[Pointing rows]
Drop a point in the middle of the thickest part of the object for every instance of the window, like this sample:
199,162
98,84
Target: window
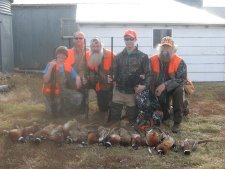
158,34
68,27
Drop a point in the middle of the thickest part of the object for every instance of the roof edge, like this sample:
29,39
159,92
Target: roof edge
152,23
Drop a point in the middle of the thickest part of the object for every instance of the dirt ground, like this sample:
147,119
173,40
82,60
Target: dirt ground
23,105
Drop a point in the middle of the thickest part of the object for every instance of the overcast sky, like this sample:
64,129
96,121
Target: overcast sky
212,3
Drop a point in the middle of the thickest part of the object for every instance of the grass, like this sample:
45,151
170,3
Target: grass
--
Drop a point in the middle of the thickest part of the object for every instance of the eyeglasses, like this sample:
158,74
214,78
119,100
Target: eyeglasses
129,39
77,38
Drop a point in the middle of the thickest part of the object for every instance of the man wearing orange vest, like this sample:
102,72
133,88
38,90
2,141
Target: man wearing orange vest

WRITTEN INSTRUCTION -
Copy out the rows word for word, beginning at the line that contains "the window, like" and stopping after the line that contains "Target: grass". Omit the pictures from your copy.

EXERCISE OUTPUT -
Drop a point in the middle of the thickest part of the object for every instance of the window, like this sample:
199,162
98,84
Target: window
158,34
68,27
Drop a point in the middle of the thickest part of the object for every instance of the roof edge, like this sample:
29,39
159,92
Target: roof edge
152,23
Drop a point in the middle of the thickest part of the object for every instance of the dirt ground, like this sample:
147,119
173,40
82,60
Target: dirt ground
23,105
Drop a point in the middle of the thickest part of the object for every instance of the overcast sky, like this sample:
64,129
96,121
Target: overcast sky
212,3
Drop a point in the middle of the thickest part of the object for every instance of the grass, like this sample:
45,151
170,3
Target: grass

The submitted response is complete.